:: ITEMS ::

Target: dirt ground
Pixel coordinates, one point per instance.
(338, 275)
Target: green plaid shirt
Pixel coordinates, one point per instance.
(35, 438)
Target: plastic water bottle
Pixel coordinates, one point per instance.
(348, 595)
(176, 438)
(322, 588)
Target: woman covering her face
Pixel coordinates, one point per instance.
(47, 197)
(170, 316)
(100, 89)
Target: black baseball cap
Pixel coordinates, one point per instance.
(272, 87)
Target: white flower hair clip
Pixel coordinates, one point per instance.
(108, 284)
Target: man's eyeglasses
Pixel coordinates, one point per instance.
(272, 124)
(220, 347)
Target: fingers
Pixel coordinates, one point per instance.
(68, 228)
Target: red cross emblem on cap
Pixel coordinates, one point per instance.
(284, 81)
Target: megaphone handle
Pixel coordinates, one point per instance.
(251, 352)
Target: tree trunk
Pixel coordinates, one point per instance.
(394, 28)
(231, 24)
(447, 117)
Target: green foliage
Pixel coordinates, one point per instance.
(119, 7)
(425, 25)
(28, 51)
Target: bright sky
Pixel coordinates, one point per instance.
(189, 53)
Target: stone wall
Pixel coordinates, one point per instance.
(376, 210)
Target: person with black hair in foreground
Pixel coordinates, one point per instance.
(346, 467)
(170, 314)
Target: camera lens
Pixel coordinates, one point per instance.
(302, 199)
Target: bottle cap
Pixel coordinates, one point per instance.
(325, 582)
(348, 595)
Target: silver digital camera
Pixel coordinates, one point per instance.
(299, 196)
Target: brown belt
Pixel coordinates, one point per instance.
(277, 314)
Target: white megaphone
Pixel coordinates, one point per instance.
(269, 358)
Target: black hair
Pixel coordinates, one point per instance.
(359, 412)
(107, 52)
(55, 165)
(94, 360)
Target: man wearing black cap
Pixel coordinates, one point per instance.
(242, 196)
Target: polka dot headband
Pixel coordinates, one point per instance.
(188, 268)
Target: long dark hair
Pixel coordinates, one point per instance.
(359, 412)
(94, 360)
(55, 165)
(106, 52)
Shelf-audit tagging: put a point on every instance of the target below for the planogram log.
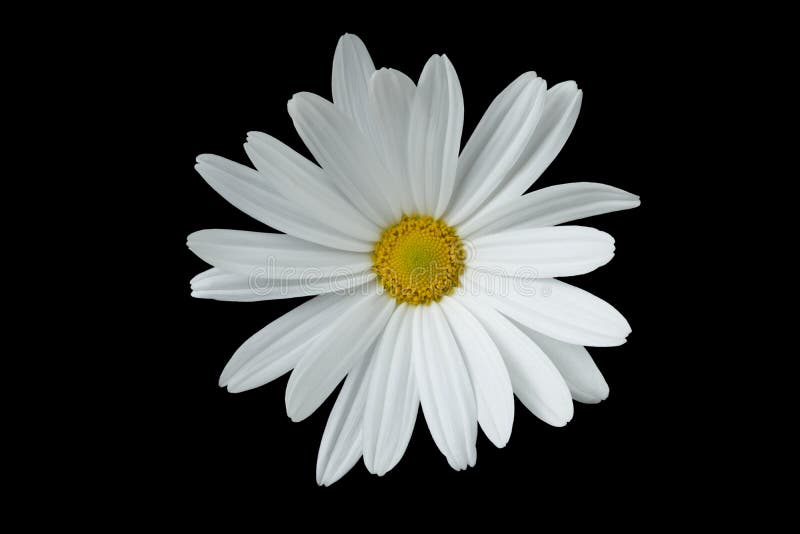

:::

» TASK BRIEF
Can you repeat all of the data above word for word, leaving the picture out of your answer?

» FINISHED ANSWER
Target: dirt ground
Pixel coordinates, one point per instance.
(338, 275)
Target: green plaid shirt
Pixel coordinates, one point per instance.
(35, 438)
Target: plastic water bottle
Pixel coordinates, one point per instance.
(348, 595)
(176, 438)
(322, 588)
Target: woman covering her face
Pixel coordinates, one point per instance.
(47, 197)
(170, 316)
(100, 89)
Target: black baseball cap
Pixel coordinates, one point per instance.
(272, 87)
Target: white flower hair clip
Pixel coordinates, one point per instance.
(108, 284)
Target: man's eyeglasses
Pixel coordinates, one point per instance.
(272, 124)
(220, 347)
Target: fingers
Pixel coordinates, one point per instance.
(68, 228)
Target: red cross emblem on cap
Pixel coordinates, one point per instance.
(284, 81)
Target: megaphone handle
Pixel coordinates, one point per instance.
(251, 352)
Target: tree trunk
Pixel coordinates, one point per instance.
(394, 28)
(231, 24)
(447, 117)
Target: green foliage
Pixel coordinates, one point per instance.
(119, 7)
(425, 25)
(28, 51)
Target: bright sky
Pixel coordinates, one point per instance.
(189, 53)
Target: stone wall
Pixel coordinates, one point per instance.
(376, 210)
Target: person with black hair in foreground
Pixel coordinates, one point per instance.
(346, 467)
(170, 314)
Target: camera lens
Pixel coordinates, one point per instance.
(302, 199)
Target: bottle cap
Pixel coordinates, one point per instance.
(325, 582)
(348, 595)
Target: silver digital camera
Pixel coordinates, one point per instance.
(299, 196)
Target: brown belt
Pixel coordinates, one point per instance.
(277, 314)
Target: white megaphone
Pixel coordinates, one point per instance.
(269, 358)
Target: black hair
Pixel coordinates, one point per instance.
(359, 412)
(107, 52)
(55, 165)
(94, 360)
Target: man wearing black cap
Pixel coordinates, one point per instance.
(242, 196)
Target: polka dot headband
Pixel coordinates, one point per instance.
(188, 268)
Target: long dark hair
Pixel coordinates, one point per instance.
(359, 412)
(94, 360)
(55, 165)
(106, 52)
Shelf-audit tagging: put a point on every instance of the target below for the planogram log.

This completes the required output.